EXERCISE REQUIREMENTS: Reproduce every line of the material between the lines holding "Where can the dark" and "Where can the white", inclusive, offsetting each coordinate in the answers by -128. Leave all other text in those lines unchanged.

SUPPLIED DATA:
* Start *
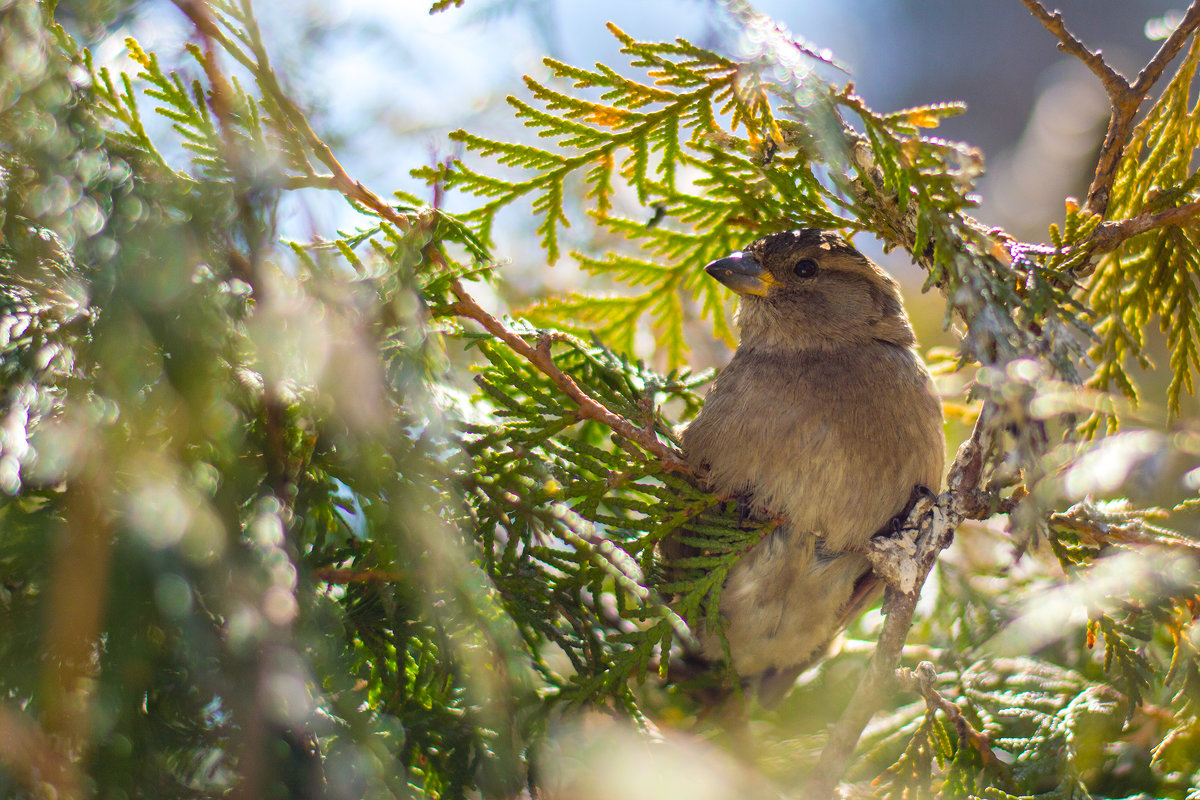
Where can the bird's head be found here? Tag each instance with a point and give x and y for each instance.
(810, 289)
* End *
* Start *
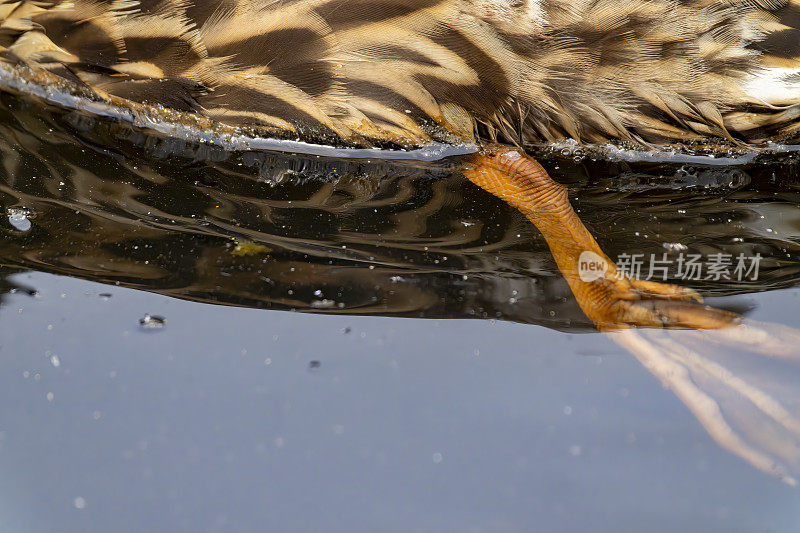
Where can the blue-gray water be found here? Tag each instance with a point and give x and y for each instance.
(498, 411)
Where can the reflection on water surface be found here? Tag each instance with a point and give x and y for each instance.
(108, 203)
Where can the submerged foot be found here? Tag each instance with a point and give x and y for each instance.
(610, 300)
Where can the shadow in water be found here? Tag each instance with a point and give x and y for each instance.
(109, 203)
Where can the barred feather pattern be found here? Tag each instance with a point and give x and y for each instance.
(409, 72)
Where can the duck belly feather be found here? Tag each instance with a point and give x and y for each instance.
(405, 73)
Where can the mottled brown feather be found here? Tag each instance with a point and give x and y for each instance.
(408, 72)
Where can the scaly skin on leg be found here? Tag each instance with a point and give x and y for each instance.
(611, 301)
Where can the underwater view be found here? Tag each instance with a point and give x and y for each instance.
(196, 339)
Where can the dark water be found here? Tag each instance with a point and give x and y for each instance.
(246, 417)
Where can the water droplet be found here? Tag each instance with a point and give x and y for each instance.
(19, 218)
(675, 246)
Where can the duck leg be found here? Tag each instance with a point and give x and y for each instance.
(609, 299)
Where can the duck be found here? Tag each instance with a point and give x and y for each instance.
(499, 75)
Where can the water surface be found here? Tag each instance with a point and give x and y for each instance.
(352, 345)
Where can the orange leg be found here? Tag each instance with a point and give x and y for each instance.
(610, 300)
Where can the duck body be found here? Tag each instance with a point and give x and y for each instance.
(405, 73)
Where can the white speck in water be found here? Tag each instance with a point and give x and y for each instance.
* End *
COMPLETED EXERCISE:
Where can the dark water be found here? Tag each instance with a point and give x and y for each instance.
(118, 289)
Where can the water droplet be found here? Tag each instance with a point and give x and y for each instance.
(-109, 90)
(547, 118)
Where can the duck leg be found here? Tag each instance with a point and give x and y for each instance.
(481, 171)
Where can the duck be found here? Tag each instance with a point and give x and y for each instance.
(371, -53)
Where can the water surface be found here? Tag each instance with a point and give x and y for each instance.
(224, 217)
Where can the orange leg be found here? Tag each instance with a point and give x and y for each instance.
(482, 172)
Where can the duck body be found here? Tag each instance with a point and give x and y for each instance.
(277, -55)
Where can the white speck in water be found here? Tag each instance with a point and give x and y for each instance.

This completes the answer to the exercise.